Problem description
The entries are given below. Output each one unchanged.

[Referring expression grounding data]
• • •

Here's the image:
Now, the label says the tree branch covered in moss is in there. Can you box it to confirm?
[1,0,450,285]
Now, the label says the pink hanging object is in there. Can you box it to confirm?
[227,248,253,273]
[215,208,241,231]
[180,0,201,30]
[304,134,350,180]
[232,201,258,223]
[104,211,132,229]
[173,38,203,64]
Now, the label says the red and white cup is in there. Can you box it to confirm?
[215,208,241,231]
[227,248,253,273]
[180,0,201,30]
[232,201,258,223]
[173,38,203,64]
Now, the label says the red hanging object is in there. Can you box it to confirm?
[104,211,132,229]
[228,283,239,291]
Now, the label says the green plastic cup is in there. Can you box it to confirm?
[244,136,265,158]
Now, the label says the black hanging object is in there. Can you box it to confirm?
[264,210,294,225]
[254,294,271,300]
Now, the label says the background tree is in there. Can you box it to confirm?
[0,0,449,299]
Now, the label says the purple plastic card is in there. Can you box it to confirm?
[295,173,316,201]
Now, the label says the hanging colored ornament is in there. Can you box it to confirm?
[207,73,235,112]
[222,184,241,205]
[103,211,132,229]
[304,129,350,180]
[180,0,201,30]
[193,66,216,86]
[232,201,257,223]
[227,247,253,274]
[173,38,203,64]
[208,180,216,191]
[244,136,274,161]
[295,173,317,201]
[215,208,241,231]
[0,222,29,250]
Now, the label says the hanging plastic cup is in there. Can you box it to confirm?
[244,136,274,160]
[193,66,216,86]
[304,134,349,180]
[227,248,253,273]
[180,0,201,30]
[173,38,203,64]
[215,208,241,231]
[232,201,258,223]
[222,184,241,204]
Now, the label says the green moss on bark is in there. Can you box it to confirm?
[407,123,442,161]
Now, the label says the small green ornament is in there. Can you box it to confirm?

• • •

Exercise output
Here's the image:
Now, the label says the tree branch covered in moss is in there. Can you box it to confirm?
[1,0,450,285]
Now, the label says the pink hanging object is in there. Can you box it to confirm?
[227,248,253,273]
[215,208,241,231]
[180,0,201,30]
[304,134,350,180]
[232,201,258,223]
[104,211,132,229]
[173,38,203,64]
Now, the label says the red and white cup is in there. Can you box it to confirm?
[215,208,241,231]
[227,248,253,273]
[180,0,201,30]
[232,201,258,223]
[173,38,203,64]
Now, the label says the red hanging object is in there. Can you box it to confirm?
[104,211,132,229]
[228,283,239,291]
Now, the label says the green plastic cup is in there. Can you box it to confirm?
[244,136,265,158]
Now, the label says the black hanging object is in there. Can you box it to confirm?
[264,210,294,225]
[254,294,271,300]
Now, the label says the background tree is in there. Can you box it to confirm?
[0,0,449,299]
Now, the label says the purple plastic card is in there. Can you box it to confirm?
[295,173,316,201]
Now, the label says the hanging colored ornament is in there. Can you box it to confirm?
[207,73,235,112]
[222,184,241,205]
[103,211,132,229]
[304,129,350,180]
[180,0,201,30]
[193,66,216,86]
[232,201,257,223]
[227,247,253,274]
[173,38,203,64]
[208,180,216,191]
[244,136,274,161]
[295,173,317,201]
[215,208,241,231]
[0,222,29,250]
Now, the label says the hanging plastic cup is in there. Can you box it to confirm?
[244,136,274,160]
[193,66,216,86]
[304,134,349,180]
[227,248,253,273]
[180,0,201,30]
[173,38,203,64]
[215,208,241,231]
[232,201,258,223]
[222,184,241,204]
Now, the label says the green moss on bark is in there. Can you box it to confirm?
[407,123,442,161]
Now, the label says the small green ornament is in there. Can you box it to confirm?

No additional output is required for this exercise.